I am not talking about swapping boutique /exotic parts for technically competent components. I am talking plain and simple engineering.

Andrew, you are talking in purely theoretical terms (which is fine), but I think sometimes you look to hard for problems that just aren't there.

When you are dealing with RF as opposed to audio then it becomes a whole different ball game... the shape of conductors, thickness off etc, plus all the other things that you never give a moments thought to in audio. Such things as the transmission of RF through RCA connectors for example... which behave as anything but a perfect connector at higher frequencies... (and RF is such a broad term term... you have to be more specific in what frequencies you mean).

Do you have any practical measurements, results etc for the suggestion of using different construction caps and their effect on the filter response and their effect as an RF filter.

It's just a non problem.
 
change the ratio of R5:R6 to see what happens when Mooly tells you to adjust the attenuator.
Try R5=1k0 and R6=19k.
Try R5=19k and R6=1k0.
Try R5=19k9 and R6=100r.
compare the three RF attenuations.

Now add a tiny inductance before each interconnect Cpara. Try 10nH.
This will create three cascaded 2pole RF attenuators.
Compare the RF attenuation.
Put one of the 10nH before the 1000p at the RCA.
Compare the RF attenuation.
Change the 1000p to 47pF
Compare the RF attenuation.

Change all the inductances to 100nH.
compare the RF attenuation.

- _Extracted entries_
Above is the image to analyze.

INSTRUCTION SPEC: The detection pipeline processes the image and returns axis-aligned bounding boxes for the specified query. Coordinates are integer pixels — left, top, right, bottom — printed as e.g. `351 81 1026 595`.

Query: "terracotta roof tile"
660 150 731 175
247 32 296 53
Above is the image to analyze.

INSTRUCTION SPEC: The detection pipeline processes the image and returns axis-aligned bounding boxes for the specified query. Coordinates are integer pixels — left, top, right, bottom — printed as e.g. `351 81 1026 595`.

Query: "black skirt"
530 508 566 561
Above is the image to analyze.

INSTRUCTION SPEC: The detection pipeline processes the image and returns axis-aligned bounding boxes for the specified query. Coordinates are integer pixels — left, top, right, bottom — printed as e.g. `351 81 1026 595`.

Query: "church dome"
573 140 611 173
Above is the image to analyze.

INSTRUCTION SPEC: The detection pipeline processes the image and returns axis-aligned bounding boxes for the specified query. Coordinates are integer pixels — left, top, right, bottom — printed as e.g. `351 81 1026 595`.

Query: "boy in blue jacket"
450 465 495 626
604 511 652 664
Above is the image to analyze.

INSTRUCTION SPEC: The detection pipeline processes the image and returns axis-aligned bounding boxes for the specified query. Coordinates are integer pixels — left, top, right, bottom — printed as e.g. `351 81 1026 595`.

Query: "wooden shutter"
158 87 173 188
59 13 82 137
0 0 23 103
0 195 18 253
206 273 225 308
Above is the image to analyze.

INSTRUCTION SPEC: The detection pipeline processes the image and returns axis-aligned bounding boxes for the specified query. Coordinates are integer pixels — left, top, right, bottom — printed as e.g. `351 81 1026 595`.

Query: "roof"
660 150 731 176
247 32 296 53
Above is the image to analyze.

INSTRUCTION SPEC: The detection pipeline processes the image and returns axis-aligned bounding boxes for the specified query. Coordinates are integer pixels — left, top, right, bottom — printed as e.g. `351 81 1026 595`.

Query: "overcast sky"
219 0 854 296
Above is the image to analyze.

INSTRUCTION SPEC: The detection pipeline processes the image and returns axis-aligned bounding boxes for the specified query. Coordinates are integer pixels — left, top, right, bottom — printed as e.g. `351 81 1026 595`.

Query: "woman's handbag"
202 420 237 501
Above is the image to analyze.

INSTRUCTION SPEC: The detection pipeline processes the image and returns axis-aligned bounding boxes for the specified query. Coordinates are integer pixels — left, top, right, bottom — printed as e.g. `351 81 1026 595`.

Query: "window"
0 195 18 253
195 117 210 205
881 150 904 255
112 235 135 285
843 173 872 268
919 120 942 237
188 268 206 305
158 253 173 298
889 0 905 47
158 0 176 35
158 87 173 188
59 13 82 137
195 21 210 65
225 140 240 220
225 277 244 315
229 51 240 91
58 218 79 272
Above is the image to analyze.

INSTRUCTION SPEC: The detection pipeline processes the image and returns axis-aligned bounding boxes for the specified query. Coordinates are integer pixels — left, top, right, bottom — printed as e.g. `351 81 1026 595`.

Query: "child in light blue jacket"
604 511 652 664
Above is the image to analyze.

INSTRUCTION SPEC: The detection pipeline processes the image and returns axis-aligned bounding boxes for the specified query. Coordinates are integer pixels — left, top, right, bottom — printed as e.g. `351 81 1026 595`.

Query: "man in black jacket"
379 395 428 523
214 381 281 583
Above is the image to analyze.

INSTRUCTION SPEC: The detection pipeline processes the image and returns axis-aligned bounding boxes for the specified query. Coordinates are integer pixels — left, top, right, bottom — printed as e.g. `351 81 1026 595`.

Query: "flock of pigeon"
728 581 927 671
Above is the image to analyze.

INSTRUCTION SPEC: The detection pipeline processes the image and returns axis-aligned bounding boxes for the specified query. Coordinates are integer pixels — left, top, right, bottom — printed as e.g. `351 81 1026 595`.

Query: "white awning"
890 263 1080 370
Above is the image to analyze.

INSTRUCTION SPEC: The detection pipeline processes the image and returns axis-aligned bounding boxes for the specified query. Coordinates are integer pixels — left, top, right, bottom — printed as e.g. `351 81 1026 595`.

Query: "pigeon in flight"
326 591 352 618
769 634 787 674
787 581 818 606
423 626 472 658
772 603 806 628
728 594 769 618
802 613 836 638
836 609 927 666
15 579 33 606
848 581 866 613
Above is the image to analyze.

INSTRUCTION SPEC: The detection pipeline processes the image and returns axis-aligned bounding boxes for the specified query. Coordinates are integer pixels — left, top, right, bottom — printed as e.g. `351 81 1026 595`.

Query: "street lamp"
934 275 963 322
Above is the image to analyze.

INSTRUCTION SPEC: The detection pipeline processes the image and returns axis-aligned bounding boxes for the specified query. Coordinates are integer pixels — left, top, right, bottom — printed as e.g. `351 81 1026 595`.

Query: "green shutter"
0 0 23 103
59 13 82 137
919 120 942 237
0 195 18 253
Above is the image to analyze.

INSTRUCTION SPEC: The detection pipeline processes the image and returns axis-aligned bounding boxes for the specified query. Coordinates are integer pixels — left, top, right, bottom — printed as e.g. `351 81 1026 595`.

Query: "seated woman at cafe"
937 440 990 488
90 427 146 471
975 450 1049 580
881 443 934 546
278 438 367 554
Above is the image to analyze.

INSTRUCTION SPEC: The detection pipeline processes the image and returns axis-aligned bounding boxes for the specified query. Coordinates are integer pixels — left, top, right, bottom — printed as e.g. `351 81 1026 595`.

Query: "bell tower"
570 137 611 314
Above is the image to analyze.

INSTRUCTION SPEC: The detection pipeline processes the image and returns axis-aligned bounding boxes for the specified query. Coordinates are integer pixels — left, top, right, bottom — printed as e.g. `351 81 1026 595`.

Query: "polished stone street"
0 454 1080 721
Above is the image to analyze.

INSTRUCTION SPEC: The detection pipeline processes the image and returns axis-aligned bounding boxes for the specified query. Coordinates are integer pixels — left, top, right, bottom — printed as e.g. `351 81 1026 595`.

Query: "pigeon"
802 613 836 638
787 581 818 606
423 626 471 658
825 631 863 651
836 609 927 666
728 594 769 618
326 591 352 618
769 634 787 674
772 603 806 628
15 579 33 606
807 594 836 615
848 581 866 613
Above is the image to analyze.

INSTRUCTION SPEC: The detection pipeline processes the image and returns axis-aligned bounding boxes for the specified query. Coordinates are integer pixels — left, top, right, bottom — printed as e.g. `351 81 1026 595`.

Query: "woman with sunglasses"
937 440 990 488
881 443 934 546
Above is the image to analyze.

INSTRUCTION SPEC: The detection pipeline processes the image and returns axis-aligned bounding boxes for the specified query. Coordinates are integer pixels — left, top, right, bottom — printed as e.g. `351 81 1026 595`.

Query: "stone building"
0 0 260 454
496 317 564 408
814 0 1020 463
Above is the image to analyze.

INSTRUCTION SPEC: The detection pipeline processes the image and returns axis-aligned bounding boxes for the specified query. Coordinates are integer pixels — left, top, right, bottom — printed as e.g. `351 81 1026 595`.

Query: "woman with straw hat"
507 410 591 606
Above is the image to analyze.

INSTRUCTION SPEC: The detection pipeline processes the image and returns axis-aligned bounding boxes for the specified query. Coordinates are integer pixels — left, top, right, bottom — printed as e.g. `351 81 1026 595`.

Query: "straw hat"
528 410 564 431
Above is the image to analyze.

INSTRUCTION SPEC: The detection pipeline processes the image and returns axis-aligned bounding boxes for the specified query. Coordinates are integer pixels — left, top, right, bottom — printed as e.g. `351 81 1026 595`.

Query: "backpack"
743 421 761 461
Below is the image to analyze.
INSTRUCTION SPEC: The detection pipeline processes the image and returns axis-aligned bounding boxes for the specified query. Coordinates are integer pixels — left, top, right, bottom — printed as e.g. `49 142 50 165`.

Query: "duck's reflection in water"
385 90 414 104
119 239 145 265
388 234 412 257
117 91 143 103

- _What you have to do_
Write the next part of the forum exchange on RF filtering in audio inputs, picking up right after its final step on changing the inductances to 100nH.

- _Expected answer_
I think you should be aimimg for F-1dB >=100kHz for inaudibility.

Andrew,

I did all those before I put the 1nF at the RCA jack. I understood it was not the proper way but it was purely a test to check if an RF shunt changed the sound or not. Moving it to the RCA jack eliminated the possibility of the troublesome 34pF at the +/- inputs of the opamps.

See below. I have added the inductance approximate to the interconnect lengths and set the volumn pot at 12k//8k (normal listening level), 19k//1k and 1k//19k. No significant high frequency rolloff. Again, I listen to music at around 12k//8k level.

Regards,
Bill

An externally hosted image should be here but it was not working when we last tested it.
 
Concerning the sensitivity of the human ear to frequencies over 20kHz a Japanese research team measured brain activity some years ago.
They measured activity in certain aereas when high frequency signals where present even when the signal was not directly correlated with the music as far as i can remember.
There was an AES paper about that. I hope i can find it.
 
1nf is too high to use on the output of an opamp (in practice).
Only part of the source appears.